Point-based annotation data
## start

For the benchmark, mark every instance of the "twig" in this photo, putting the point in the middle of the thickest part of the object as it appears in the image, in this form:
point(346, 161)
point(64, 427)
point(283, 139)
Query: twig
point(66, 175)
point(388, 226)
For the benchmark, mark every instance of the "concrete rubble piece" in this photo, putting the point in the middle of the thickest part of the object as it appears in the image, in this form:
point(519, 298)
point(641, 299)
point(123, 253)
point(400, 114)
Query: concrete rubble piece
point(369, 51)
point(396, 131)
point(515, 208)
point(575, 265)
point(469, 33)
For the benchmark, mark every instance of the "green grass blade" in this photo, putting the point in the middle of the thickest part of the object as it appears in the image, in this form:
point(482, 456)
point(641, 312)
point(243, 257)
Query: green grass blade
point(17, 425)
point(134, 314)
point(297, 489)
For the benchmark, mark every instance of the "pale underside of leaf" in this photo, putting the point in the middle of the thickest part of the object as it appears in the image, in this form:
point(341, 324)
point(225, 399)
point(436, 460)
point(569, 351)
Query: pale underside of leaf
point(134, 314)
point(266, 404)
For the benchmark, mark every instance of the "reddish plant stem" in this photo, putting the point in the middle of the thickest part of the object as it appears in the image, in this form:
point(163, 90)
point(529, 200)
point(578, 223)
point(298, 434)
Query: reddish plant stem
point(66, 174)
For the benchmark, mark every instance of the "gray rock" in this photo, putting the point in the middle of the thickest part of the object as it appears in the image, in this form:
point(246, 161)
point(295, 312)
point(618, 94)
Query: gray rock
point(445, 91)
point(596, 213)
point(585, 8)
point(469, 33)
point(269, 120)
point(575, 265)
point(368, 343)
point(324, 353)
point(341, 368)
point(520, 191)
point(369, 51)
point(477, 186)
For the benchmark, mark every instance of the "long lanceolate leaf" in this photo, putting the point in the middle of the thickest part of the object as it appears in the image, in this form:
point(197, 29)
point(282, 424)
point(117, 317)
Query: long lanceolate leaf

## end

Copy the records from their start through the line containing "point(477, 186)", keeping every line in place. Increase each answer coordinate by 109 and leave all other lines unchanged.

TASK RESULT:
For the benchmark, mark every instance of the "twig" in this photo, putting the point in the middle of the thickest part of the object as it appears in the image, in this form:
point(346, 161)
point(64, 427)
point(283, 139)
Query: twig
point(175, 284)
point(497, 335)
For the benchmark, mark every instance of the "concrete rubble piece" in this photo, putting the point in the middle of the thickest part of the object as it appears in the image, in this form:
point(519, 298)
point(641, 299)
point(123, 253)
point(400, 114)
Query: concrete rubble piece
point(478, 160)
point(505, 240)
point(624, 317)
point(684, 374)
point(578, 142)
For the benchmark, mark every instance of the "green grass blade" in this photo, putting the point in the middle of the thickest part of the object as it appears in the image, in this form:
point(482, 456)
point(641, 312)
point(243, 257)
Query: green grass blade
point(126, 534)
point(243, 423)
point(406, 598)
For the benchmark, mark every instance of the "pale underside of leaf" in this photo, putting the point in the middle of the thickest part of the object as it appears in the image, in this form:
point(341, 324)
point(225, 399)
point(436, 460)
point(569, 351)
Query: pale underside of leaf
point(243, 423)
point(375, 513)
For the benchmark, mark every instance of the "reddish plant stem" in this photo, putting the point in the middle of the thickest part of the object as it appears in the image, in this form:
point(163, 90)
point(529, 200)
point(578, 223)
point(298, 434)
Query: reddish plant stem
point(175, 283)
For the benchmark, mark every instance of the "gray rock" in this photo, putting the point in the middle of the thickest part of the object as it appears in the image, in this form:
point(246, 161)
point(295, 312)
point(618, 94)
Query: gray rock
point(554, 200)
point(705, 322)
point(694, 117)
point(578, 142)
point(378, 229)
point(684, 374)
point(477, 452)
point(433, 462)
point(450, 477)
point(629, 300)
point(478, 160)
point(586, 295)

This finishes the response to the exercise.